Trecho do texto

Para incentivar a denúncia sem medo de retaliações, veio a sugestão de garantir estabilidade de emprego às mulheres que sofreram abuso. É mais uma proposta bem-intencionada que acaba por reforçar os estereótipos que discriminam a mulher no mercado de trabalho, como a extensão da licença-maternidade em lugar da licença parental obrigatória. Não é solução.
As vítimas devem ter confiança, e não medo, no órgão criado para protegê-las. Não importa se o chefe é amigo do rei. Essa é a tarefa da nova presidente. A Caixa é banco público e deve dar o exemplo.
O fenômeno é mais amplo. Uma criança de 11 anos, vítima de estupro, teve seu direito à interrupção da gravidez negado pelo Estado: médico, juíza e procuradora impuseram obstáculos ao aborto legal. Até a necropsia do feto foi pedida. Em outro caso, uma enfermeira quebrou seu compromisso profissional de confidencialidade e expôs, para uma coluna de fofocas, o drama de uma mulher que, consciente da sua incapacidade emocional de cuidar da criança, fruto de estupro, entregou seu filho para adoção. A culpa é sempre das vítimas. É o abuso de forma continuada.

Tarefa a realizar
Liste todas as pessoas que, segundo o trecho acima, impuseram obstáculos ao aborto legal da criança de 11 anos.

Dados em análise
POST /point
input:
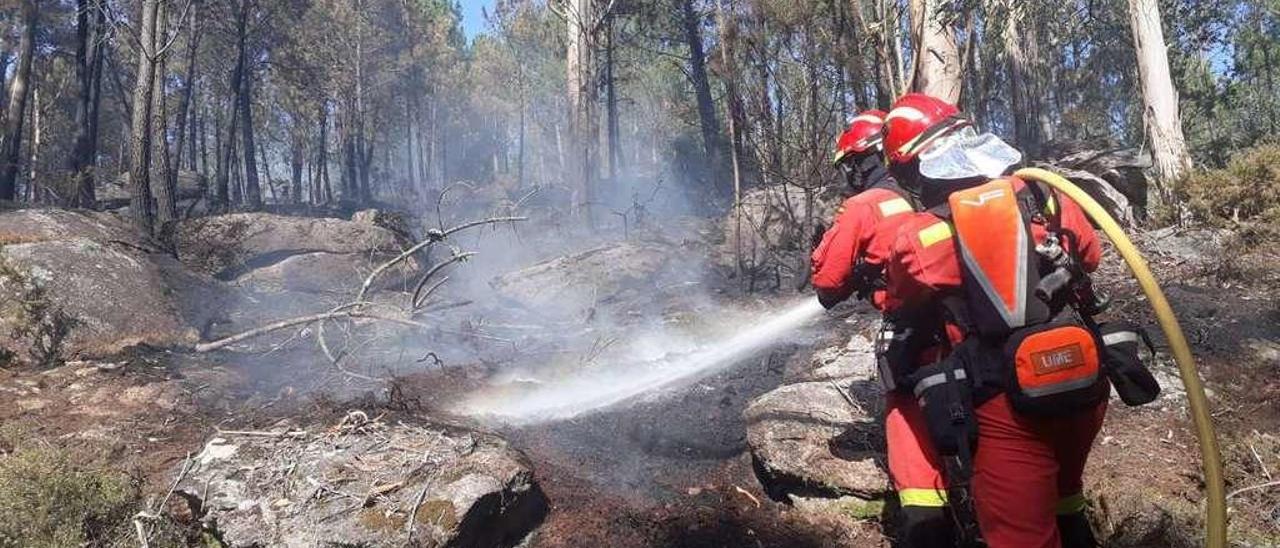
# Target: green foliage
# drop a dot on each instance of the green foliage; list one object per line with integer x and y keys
{"x": 48, "y": 501}
{"x": 1246, "y": 191}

Resultado da tarefa
Médico, juíza e procuradora.